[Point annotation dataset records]
***

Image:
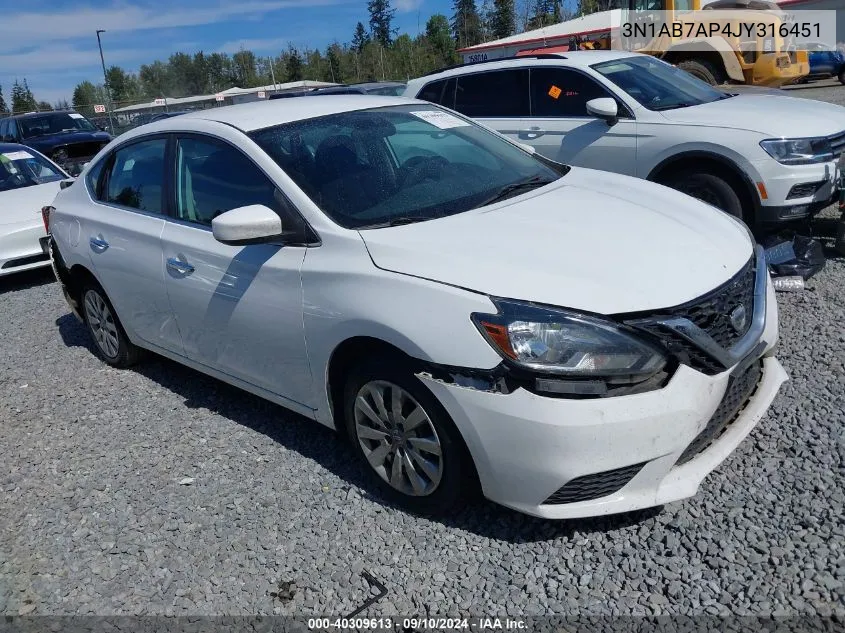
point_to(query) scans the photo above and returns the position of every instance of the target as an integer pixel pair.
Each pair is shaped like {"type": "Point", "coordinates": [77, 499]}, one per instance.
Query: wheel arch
{"type": "Point", "coordinates": [702, 160]}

***

> **Aim**
Can you update these lines so that each "instance" reads "occurrence", with everything else unchanged and the picture left out?

> **Result of this exercise**
Image:
point_to(query) scans the photo above and returns the position of every occurrence of the target as an integer pixel pair.
Each pair is shaped like {"type": "Point", "coordinates": [77, 499]}, one per occurrence.
Query: wheel arch
{"type": "Point", "coordinates": [702, 160]}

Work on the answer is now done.